Vor fast 30 Jahren entdeckten Wissenschaftler im Indischen Ozean unbekannte Lebewesen, die im Stammbaum der Tiere nicht zugeordnet werden konnten. Forscher haben sie jetzt als "Dendrogramma" identifizieren können. Sie könnten Nachfahren einer Lebenswelt sein, die vor mehr als einer halben Milliarde Jahre verschwunden ist.

Von Dagmar Röhrlich |
    Die Dendrogramma erinnern äußerlich an Pfifferlinge.
    Die Dendrogramma erinnern äußerlich an Pfifferlinge. (dpa/picture alliance/Eurekalert)
    Es begann 1986: Damals war das Forschungsschiff "Franklin" zwischen Australien und Tasmanien unterwegs. Unter anderem holten die Wissenschaftler Proben aus 400 und 1.000 Metern Wassertiefe an Deck. Darin steckten seltsame Lebewesen, die niemand einordnen konnte - bis jetzt:
    "Dendrogramma erinnern vom Aussehen her an Ohrenquallen, allerdings sind sie nur etwa einen Zentimeter groß. Wir haben zwei Arten identifiziert: Dendrogramma enigmatica und Dendrogramma discoides. Sie haben Körperscheiben, in denen wir ein weit verästeltes Verdauungssystem erkennen können. Das führt in einen Stiel, an dessen Ende in der Mitte ein Mund sitzt," beschreibt Reinhardt Kristensen, Biologe am Naturkundemuseum Kopenhagen. Und der Mund, er dient gleichzeitig auch als After:
    "Wie sie sich ernähren ist ein anderes Problem. Ihr Verdauungssystem war leer. Wir vermuten, dass sie - wie so viele andere kleine Tiere der Tiefsee - von Bakterien leben."
    Die Tiere sahen auch nicht so aus, als wären sie irgendwo festgewachsen gewesen. Sie scheinen mit den Strömungen durch die Tiefsee getrieben zu sein, denn anscheinend fehlen ihnen jedwede Mittel zur Fortbewegung: Ihr Körper ist sehr einfach gebaut, besteht aus einem gallertartigen Material zwischen einer Außen- und einer Innenhaut. Darin gleichen sie Rippenquallen und Nesseltieren, allerdings fehlen ihnen andere charakteristische Merkmale dieser primitiven Tiere wie etwa Nesselzellen oder Tentakel:
    "Da ist unser großes Problem: Aufgrund unserer bisherigen Analysen können wir Dendrogramma nicht in den Stammbaum der vielzelligen Tiere einordnen, aber die Proben sind an Bord der Franklin - wie damals üblich - in Formaldehyd konserviert worden. Deshalb können wir heute keine DNA-Analyse mehr machen. Dafür müssten wir erst neue Exemplare bei einer weiteren Expedition finden."

★ ★ ★

**ARBEITSAUFTRÄGE**
[A] Aus welchen Wassertiefen holten die Wissenschaftler laut dem Textauszug über Dendrogramma im Jahr 1986 Proben an Deck?
[B] Prüfen Sie, ob die folgenden Aussagen mit dem Textauszug über Dendrogramma übereinstimmen, und belegen Sie jede Antwort mit einem wörtlichen Zitat.
(i) Dendrogramma sind etwa einen Zentimeter groß.
(ii) Dendrogramma besitzen Nesselzellen und Tentakel.
(iii) Die Proben wurden an Bord der Franklin in Formaldehyd konserviert.
[C] Führen Sie den Textauszug über Dendrogramma im Anschluss an seinen letzten Satz fort.

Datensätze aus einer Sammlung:

★ ★ ★

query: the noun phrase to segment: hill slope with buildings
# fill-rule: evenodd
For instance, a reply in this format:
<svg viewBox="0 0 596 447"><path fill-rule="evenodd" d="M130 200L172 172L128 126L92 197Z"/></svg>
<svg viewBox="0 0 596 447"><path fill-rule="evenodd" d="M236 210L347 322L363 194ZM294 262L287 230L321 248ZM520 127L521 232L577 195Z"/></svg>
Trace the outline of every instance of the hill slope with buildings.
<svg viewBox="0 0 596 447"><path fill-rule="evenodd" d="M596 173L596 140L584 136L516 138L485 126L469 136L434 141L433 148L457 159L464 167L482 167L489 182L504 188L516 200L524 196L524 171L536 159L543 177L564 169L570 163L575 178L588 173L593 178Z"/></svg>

★ ★ ★

**ANTWORTEN IN REIHENFOLGE**
[A] Aus 400 und 1.000 Metern Wassertiefe.

[B]
(i) Ja: „allerdings sind sie nur etwa einen Zentimeter groß“
(ii) Nein: „allerdings fehlen ihnen andere charakteristische Merkmale dieser primitiven Tiere wie etwa Nesselzellen oder Tentakel“
(iii) Ja: „die Proben sind an Bord der Franklin - wie damals üblich - in Formaldehyd konserviert worden“

[C]
    Ähnlichkeit mit Ediacara-Fauna
    Bislang ist es jedoch auch mit DNA-Analysen noch nicht gelungen, die evolutionären Beziehungen zwischen den primitiven Tierstämmen von Rippenqualle bis Schwamm zweifelsfrei zu klären. Die Einordnung von Dendrogramma könnte sogar noch komplizierter sein, und das hat mit ihrem pfifferlingartigen Aussehen zu tun:
    "Sie gleichen Tieren der Ediacara-Fauna, die vor rund 600 Millionen Jahren auftauchten, in einer Zeit, bevor die modernen Tiere lebten. Und zwar sieht Dendrogramma wie die medusenartigen Formen dieser ersten vielzelligen Tiere auf der Erde aus."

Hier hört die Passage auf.